▼

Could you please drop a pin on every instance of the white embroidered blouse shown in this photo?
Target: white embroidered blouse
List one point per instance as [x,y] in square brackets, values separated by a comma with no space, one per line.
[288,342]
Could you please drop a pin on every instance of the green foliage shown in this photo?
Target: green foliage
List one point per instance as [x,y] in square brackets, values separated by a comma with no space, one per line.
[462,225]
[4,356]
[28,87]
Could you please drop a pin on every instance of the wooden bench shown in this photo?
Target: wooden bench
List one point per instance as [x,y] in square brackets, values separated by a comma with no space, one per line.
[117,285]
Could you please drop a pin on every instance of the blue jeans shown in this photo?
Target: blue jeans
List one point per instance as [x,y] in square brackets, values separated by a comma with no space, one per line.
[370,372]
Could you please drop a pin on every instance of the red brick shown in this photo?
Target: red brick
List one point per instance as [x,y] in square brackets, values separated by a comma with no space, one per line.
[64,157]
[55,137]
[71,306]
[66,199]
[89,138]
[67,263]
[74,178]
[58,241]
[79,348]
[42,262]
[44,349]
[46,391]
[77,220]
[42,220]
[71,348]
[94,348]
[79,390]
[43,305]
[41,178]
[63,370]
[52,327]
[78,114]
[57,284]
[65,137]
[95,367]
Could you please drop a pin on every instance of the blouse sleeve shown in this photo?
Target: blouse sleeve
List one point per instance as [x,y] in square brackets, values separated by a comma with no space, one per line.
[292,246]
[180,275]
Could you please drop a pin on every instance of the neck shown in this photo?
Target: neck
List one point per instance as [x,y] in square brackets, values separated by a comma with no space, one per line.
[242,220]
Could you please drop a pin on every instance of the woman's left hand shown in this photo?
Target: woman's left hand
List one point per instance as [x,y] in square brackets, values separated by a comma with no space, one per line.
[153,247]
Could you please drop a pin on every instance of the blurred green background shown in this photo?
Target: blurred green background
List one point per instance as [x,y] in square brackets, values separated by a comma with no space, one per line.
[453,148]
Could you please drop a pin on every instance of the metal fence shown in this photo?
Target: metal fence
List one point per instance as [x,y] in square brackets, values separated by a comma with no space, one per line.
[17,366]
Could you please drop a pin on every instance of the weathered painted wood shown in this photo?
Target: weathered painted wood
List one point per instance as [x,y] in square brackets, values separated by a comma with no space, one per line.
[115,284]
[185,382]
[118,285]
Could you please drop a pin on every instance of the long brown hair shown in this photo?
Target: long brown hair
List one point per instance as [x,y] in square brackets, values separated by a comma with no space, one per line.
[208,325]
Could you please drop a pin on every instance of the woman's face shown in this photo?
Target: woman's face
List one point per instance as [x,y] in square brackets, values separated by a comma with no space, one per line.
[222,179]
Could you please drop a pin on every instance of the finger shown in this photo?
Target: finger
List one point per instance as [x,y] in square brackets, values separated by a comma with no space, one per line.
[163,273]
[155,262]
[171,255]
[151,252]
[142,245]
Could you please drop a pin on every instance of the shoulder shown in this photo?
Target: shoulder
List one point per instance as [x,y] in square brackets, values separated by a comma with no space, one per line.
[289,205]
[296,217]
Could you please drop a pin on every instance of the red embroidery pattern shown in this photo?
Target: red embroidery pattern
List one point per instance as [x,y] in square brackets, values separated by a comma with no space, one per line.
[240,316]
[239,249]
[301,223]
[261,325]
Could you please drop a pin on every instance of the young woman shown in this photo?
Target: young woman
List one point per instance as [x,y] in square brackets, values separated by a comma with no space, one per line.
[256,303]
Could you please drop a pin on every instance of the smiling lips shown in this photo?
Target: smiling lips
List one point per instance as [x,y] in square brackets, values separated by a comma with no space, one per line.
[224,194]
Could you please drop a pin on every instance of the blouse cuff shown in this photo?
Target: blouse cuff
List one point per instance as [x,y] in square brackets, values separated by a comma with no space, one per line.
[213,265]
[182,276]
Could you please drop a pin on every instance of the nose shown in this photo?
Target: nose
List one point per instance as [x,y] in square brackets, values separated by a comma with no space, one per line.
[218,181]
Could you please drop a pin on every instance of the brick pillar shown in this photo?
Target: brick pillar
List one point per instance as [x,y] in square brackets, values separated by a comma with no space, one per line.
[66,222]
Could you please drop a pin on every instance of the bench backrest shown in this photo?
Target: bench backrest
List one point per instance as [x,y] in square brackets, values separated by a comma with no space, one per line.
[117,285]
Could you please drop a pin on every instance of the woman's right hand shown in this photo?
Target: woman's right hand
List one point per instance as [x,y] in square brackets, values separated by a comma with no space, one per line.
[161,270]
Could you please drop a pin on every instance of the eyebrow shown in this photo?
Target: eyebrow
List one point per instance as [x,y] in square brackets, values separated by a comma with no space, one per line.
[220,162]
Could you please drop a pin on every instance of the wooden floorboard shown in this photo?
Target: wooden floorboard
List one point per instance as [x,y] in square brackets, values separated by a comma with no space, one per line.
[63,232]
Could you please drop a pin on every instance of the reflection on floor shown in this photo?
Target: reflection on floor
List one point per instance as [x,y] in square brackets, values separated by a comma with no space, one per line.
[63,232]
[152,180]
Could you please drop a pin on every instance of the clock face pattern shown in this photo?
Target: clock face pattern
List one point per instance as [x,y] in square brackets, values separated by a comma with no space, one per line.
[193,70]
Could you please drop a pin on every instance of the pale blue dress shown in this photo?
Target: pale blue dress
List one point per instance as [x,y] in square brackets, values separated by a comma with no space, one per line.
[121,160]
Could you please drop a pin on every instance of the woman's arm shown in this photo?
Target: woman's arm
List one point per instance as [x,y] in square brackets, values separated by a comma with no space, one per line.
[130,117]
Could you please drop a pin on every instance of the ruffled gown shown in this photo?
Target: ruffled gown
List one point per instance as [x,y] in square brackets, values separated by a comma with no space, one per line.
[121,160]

▲

**Exercise instructions**
Each entry above needs to be duplicated exactly.

**Task response**
Could you please drop a pin on every instance of the white embroidered blouse shown in this photo?
Target: white embroidered blouse
List one point per instance as [x,y] in square brackets, values separated by a comma with no space, one per line.
[288,342]
Could you please drop a pin on every instance of the green foliage shown in this photo?
Target: green foliage
List one point per instance as [x,y] in square brackets, values separated by a comma with no space, one per line.
[462,225]
[4,356]
[28,87]
Could you please drop a pin on every instance of the wooden bench shown in this photo?
Target: wooden bench
List one point per instance as [x,y] in square brackets, values separated by a comma with no space, one per line.
[117,285]
Could you please drop a pin on every instance of the blue jeans shown in this photo?
Target: blue jeans
List one point per instance as [x,y] in square brackets, values separated by a comma with no space, one per line.
[370,372]
Could you please drop a pin on every instance of the red brick shown in this photo?
Target: red brick
List one point per instance as [x,y] in square brackets, values separated by a comma with no space, one per line.
[64,157]
[55,137]
[71,306]
[66,199]
[89,138]
[67,263]
[74,178]
[58,241]
[79,348]
[42,262]
[44,349]
[46,391]
[77,220]
[42,220]
[71,348]
[94,348]
[79,390]
[43,305]
[41,178]
[63,370]
[52,327]
[78,114]
[57,284]
[65,137]
[95,367]
Could you please drop a pin on every instance of the blouse sleeve shown in this photo?
Target: blouse sleeve
List one point per instance as [x,y] in square brackets, values separated by a comma with no space, one per line.
[292,246]
[180,275]
Could you please drop a pin on every instance of the neck shown in this photo?
Target: neck
List one point per instance as [x,y] in square brackets, values separated by a comma with no space, one per line.
[242,220]
Could you please drop a pin on every instance of the woman's left hand shown in this photo?
Target: woman's left hand
List one point per instance as [x,y] in square brackets, values separated by a comma with no space, one per line.
[153,247]
Could you please drop a pin on every instance of the blurred green background shown in this photo?
Target: blurred green background
List one point per instance as [x,y] in square brackets, values separated by a comma with no space, one per line.
[453,148]
Could you please drop a pin on every instance of the metal fence shown in this photo?
Target: metal fence
List one point per instance as [x,y] in square brackets, values separated by a comma with no space, one per line.
[17,366]
Could you please drop a pin on every instance of the weathered painted wood shown in this photo?
Target: weathered painted wood
List one point per instance as [x,y] in square brackets, values separated by a comma with no space, one per line.
[115,284]
[185,382]
[118,285]
Could you please drop a pin on every instance of the long brown hair shown in this photo?
Target: long brown hair
List one point per instance as [x,y] in square brackets, values separated by a comma with no space, one per line.
[208,325]
Could you please drop a pin on every instance of the woman's face shown in this photo?
Target: woman's face
List one point per instance as [x,y] in square brackets, values separated by a comma with no space, one per line.
[222,179]
Could you please drop a pin on every instance of the finger shown in this photo?
Target: finger
List one point per instance as [x,y] in square brackets, values separated by a comma with no space, one per line.
[163,273]
[155,262]
[171,255]
[151,252]
[142,245]
Could you please drop a pin on every instance of the shoulder shown in this photo?
Target: shoulder
List one point per instance as [x,y] in square brackets, values separated by a comma with no space, one per line.
[289,205]
[296,217]
Could you please drop a pin on every instance of the red embroidery pattern shown in this photo?
Target: red embroidery pattern
List one point per instance as [x,y] in square brackets, values separated by a comma with no space, one per line.
[240,316]
[239,249]
[301,223]
[261,325]
Could you please drop a pin on every instance of the young woman shown in this photo?
Target: young woman
List one point per instance as [x,y] in square brackets, values separated by a comma with no space, one per line.
[256,303]
Could you please drop a pin on every instance of the smiling lips shown in this photo?
Target: smiling lips
List one point per instance as [x,y] in square brackets, values separated by a comma with no space, one per line.
[224,194]
Could you please drop a pin on every instance of the blouse cuff shown in this photo?
Target: blouse cuff
List one point per instance as [x,y] in square brackets, values separated by a comma with no space, one per line.
[213,265]
[182,276]
Could you please drop a pin on every instance of the nose shown in this photo?
Target: nose
List one point per instance as [x,y] in square brackets, values separated by a comma with no space, one per line.
[218,181]
Could you please drop a pin on every instance of the brick pillar shown in this photo?
Target: brick pillar
List one point per instance as [x,y] in square brackets, values separated by a comma with no space, one per line.
[66,222]
Could you please drop a pin on every instance of the bench backrest shown in this photo?
Target: bench backrest
List one point per instance as [x,y] in square brackets, values separated by a comma with no space, one per line.
[117,285]
Could you please drop a pin on every instance of the woman's right hand shown in this photo?
Target: woman's right hand
List one point per instance as [x,y] in square brackets, values separated by a comma with no space, one per line.
[161,270]
Could you please drop a pin on every instance of the eyebrow shown in this photo?
Target: eyebrow
List one point per instance as [x,y] in square brackets, values separated by a comma with no space, one per line.
[220,162]
Could you please drop a pin on every instance of the wooden floorboard shown in this photo?
Target: wooden floorboard
List one point per instance as [x,y] in square brackets, values separated by a comma with no space, one per line.
[63,232]
Could you please drop a pin on every instance of the reflection on floor shown in this photo?
Target: reflection on floor
List one point per instance as [x,y] in square brackets, values separated by a comma with no space, one per line.
[63,232]
[152,180]
Could you please drop a pin on every instance of the clock face pattern shown in this photo?
Target: clock face pattern
List one point per instance as [x,y] in square brackets, values separated by a comma with no space, one per line.
[193,70]
Could you please drop a pin on every instance of the pale blue dress shown in this photo?
Target: pale blue dress
List one point per instance as [x,y] in square brackets, values separated by a comma with no space, one per line.
[121,160]
Could you please drop a pin on every instance of the woman's arm shown in this photo?
Target: woman's arm
List one point per instance as [x,y] in square brackets, values separated by a comma with no space, one per line.
[130,117]
Could you please drop a pin on every instance of the ruffled gown shown in this photo?
Target: ruffled gown
List one point per instance as [x,y] in square brackets, values separated by a comma with no space, one per line.
[121,160]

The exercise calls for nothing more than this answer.